> _Records provided_:
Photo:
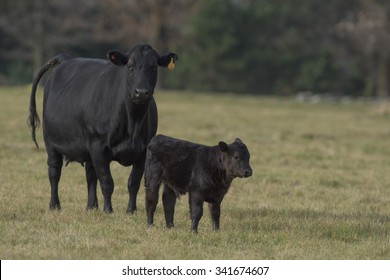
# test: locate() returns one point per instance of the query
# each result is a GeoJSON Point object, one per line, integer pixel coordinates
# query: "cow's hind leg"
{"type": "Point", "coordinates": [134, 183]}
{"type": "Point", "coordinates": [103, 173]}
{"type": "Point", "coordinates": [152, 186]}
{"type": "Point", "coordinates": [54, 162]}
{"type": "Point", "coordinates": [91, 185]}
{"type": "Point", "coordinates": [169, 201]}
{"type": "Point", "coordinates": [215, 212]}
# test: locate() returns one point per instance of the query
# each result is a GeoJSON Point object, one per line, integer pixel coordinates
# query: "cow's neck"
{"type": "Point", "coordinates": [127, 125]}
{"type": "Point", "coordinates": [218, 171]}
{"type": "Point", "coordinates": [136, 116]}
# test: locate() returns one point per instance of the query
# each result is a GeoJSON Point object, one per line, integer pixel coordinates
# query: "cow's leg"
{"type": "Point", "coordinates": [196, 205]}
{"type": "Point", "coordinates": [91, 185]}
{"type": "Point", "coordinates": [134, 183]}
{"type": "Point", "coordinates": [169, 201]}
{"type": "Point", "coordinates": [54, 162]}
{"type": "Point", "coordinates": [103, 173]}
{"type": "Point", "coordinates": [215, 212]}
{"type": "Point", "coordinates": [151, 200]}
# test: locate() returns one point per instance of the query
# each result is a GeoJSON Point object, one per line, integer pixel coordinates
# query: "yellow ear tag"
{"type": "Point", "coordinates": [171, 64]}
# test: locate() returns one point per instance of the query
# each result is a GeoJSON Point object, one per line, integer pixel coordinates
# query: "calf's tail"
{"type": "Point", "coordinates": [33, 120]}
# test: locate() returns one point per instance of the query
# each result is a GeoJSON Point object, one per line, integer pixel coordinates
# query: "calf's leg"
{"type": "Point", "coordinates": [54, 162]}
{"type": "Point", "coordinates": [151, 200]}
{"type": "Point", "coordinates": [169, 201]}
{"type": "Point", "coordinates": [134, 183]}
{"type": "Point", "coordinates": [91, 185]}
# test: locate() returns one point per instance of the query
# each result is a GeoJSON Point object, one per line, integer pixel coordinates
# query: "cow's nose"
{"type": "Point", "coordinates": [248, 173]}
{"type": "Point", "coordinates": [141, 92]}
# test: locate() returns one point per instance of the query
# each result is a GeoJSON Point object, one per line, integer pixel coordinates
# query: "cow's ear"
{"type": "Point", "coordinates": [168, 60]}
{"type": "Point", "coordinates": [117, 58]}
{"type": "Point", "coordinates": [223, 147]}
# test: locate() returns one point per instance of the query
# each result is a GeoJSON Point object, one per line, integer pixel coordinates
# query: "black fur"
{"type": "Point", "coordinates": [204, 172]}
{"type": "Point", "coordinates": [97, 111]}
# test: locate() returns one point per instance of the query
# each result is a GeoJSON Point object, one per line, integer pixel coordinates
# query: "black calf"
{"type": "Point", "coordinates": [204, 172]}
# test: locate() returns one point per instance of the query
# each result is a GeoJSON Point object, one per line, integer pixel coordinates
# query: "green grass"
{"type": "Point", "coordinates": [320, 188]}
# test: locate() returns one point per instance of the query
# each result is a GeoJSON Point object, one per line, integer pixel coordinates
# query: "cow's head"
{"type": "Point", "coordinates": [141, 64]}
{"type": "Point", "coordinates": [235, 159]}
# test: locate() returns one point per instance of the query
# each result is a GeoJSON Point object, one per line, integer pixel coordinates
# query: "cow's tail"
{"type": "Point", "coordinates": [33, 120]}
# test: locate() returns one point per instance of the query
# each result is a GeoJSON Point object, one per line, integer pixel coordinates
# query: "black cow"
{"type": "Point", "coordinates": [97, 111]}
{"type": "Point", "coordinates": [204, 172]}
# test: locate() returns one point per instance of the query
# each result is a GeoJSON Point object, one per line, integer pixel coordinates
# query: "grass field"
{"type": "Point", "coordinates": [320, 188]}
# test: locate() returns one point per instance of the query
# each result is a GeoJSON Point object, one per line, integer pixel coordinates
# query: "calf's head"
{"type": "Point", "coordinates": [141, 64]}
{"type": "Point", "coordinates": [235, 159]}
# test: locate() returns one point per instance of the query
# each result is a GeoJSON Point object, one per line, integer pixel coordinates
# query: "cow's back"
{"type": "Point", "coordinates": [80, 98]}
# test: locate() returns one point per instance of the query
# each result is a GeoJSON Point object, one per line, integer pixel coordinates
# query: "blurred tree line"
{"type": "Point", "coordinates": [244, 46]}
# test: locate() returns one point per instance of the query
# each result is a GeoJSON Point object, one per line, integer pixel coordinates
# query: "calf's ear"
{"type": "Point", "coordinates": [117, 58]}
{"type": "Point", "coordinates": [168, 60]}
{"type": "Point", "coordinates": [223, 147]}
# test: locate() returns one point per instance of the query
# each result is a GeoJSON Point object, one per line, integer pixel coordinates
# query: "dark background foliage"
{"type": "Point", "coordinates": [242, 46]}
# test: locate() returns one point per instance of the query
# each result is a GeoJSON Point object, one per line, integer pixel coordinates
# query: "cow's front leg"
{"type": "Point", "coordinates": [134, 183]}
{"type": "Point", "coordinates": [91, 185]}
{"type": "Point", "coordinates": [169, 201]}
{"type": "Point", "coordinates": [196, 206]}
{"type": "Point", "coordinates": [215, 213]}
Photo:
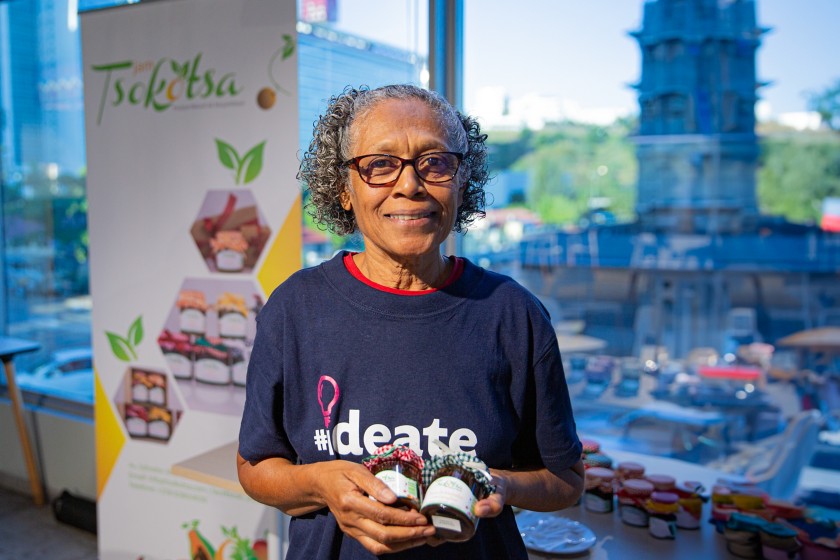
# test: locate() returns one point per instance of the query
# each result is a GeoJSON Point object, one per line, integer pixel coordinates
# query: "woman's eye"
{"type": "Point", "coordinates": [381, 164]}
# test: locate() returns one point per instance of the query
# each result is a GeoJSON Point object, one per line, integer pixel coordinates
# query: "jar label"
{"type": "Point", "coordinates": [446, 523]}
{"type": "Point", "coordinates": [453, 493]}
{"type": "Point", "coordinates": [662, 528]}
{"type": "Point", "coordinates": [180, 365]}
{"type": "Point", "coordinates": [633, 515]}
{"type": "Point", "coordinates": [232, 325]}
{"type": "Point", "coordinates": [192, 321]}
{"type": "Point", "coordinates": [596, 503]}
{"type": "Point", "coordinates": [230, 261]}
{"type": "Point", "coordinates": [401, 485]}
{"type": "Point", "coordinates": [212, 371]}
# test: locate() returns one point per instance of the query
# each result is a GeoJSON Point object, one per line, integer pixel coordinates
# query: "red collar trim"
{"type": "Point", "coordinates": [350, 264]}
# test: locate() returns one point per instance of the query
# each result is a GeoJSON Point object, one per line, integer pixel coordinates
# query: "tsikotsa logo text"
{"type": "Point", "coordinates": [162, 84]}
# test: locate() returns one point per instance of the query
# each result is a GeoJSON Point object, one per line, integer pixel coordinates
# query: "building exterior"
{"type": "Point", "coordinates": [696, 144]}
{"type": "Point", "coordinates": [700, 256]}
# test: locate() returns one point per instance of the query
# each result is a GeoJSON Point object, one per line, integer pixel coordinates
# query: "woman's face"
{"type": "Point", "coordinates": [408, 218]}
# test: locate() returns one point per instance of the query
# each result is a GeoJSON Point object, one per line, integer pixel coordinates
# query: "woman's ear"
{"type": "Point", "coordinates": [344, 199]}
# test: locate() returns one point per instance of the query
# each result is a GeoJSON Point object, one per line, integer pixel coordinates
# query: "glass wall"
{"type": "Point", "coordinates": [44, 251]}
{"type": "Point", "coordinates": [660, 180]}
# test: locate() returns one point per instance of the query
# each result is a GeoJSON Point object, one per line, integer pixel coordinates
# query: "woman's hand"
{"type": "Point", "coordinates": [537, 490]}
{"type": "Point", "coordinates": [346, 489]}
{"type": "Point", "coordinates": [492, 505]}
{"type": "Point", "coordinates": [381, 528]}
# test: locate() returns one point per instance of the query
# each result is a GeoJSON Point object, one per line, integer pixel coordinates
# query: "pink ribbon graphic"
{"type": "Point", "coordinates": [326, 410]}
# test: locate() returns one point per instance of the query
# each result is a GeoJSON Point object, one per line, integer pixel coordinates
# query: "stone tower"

> _Written exercise_:
How many lines in the listing above include the string "calf"? Reply with the number alone.

> _Finished answer_:
5